Data extracted from a collection >>
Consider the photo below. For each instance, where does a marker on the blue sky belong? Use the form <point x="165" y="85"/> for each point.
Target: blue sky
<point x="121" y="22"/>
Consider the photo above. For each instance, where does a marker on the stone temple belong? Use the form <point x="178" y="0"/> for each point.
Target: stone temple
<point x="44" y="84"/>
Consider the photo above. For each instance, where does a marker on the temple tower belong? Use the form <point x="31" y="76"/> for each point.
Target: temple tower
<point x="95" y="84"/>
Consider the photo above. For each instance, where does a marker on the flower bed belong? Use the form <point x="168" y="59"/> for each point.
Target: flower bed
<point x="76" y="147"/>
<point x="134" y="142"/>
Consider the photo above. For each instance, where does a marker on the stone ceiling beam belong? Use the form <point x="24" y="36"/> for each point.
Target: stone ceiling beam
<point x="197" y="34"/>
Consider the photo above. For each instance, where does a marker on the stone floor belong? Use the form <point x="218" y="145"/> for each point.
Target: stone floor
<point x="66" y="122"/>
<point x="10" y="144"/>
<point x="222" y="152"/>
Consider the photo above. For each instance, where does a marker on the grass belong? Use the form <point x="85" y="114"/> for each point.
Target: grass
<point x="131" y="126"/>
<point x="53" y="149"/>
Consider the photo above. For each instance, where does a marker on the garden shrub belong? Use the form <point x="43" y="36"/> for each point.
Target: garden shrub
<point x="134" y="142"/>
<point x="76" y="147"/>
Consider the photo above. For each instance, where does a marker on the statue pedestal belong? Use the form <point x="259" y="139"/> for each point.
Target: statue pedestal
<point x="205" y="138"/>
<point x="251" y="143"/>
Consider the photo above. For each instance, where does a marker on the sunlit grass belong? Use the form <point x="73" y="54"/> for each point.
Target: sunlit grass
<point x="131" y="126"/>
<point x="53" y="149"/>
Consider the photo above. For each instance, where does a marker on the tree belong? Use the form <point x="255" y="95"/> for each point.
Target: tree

The task >> From the line that contains "Target: statue pedestal" to the last line of the data, write out each line exactly and add nothing.

Solution for this problem >>
Target: statue pedestal
<point x="205" y="138"/>
<point x="251" y="143"/>
Consider the photo above. For each instance, where does a marker on the sunlit grass belong? Use the form <point x="73" y="54"/> for each point.
Target: sunlit grass
<point x="131" y="126"/>
<point x="53" y="149"/>
Consider the photo above. For each instance, where does a marker on the tree belong? Use the form <point x="255" y="95"/> for each point.
Target: tree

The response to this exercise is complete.